### What you should do
Can you substitute "spiral horn" for "curled horn" in the listing below, starting at the line that has "find the sheep ear" and continuing through the end of the listing? Return only those lines, with everything else left as it is.

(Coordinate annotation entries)
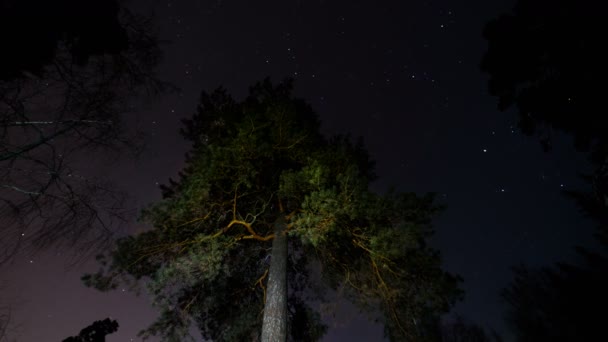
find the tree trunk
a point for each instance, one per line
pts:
(274, 326)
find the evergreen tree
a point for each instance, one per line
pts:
(263, 197)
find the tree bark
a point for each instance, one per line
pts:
(274, 326)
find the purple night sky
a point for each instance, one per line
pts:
(422, 107)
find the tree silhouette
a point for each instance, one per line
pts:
(546, 58)
(263, 198)
(69, 74)
(95, 332)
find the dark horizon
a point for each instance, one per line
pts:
(404, 77)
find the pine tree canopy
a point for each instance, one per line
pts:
(256, 162)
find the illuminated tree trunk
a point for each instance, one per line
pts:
(274, 326)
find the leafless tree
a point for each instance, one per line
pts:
(54, 122)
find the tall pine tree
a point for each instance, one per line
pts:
(263, 197)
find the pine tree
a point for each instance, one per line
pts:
(263, 197)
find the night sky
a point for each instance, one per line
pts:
(403, 75)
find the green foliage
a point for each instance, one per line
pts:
(255, 162)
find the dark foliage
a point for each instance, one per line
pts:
(548, 59)
(95, 332)
(70, 72)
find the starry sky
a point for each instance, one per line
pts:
(403, 75)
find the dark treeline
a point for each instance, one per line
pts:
(546, 59)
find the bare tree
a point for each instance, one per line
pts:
(60, 113)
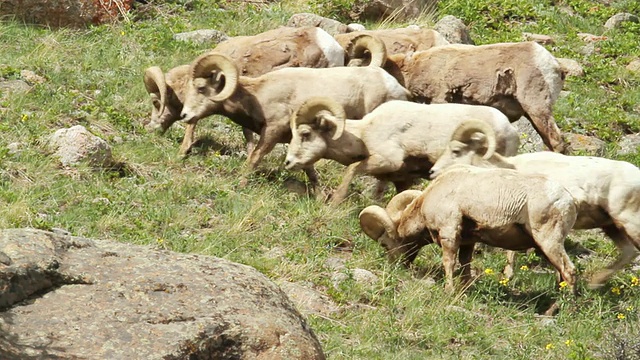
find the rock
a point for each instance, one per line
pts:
(76, 145)
(202, 36)
(629, 144)
(589, 38)
(539, 38)
(530, 140)
(86, 299)
(616, 20)
(14, 148)
(634, 66)
(308, 300)
(331, 26)
(353, 27)
(586, 145)
(454, 30)
(364, 277)
(14, 86)
(65, 13)
(335, 263)
(571, 67)
(31, 77)
(379, 10)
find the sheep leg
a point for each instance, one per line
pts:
(372, 165)
(511, 263)
(449, 242)
(465, 254)
(187, 141)
(545, 125)
(312, 174)
(626, 253)
(341, 192)
(266, 143)
(550, 239)
(249, 140)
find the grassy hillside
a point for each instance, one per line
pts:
(93, 77)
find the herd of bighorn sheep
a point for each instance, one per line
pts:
(403, 105)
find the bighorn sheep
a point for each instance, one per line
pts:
(264, 104)
(519, 79)
(400, 40)
(466, 205)
(607, 191)
(254, 55)
(397, 142)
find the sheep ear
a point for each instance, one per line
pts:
(371, 221)
(330, 125)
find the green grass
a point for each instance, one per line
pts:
(94, 78)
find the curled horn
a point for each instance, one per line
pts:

### The response
find the sheep ear
a point for each instance, one per line
pts:
(371, 221)
(330, 125)
find the green grass
a point for each instance, one per line
pts:
(94, 78)
find the spiral horn
a point for each instance, one per line
pts:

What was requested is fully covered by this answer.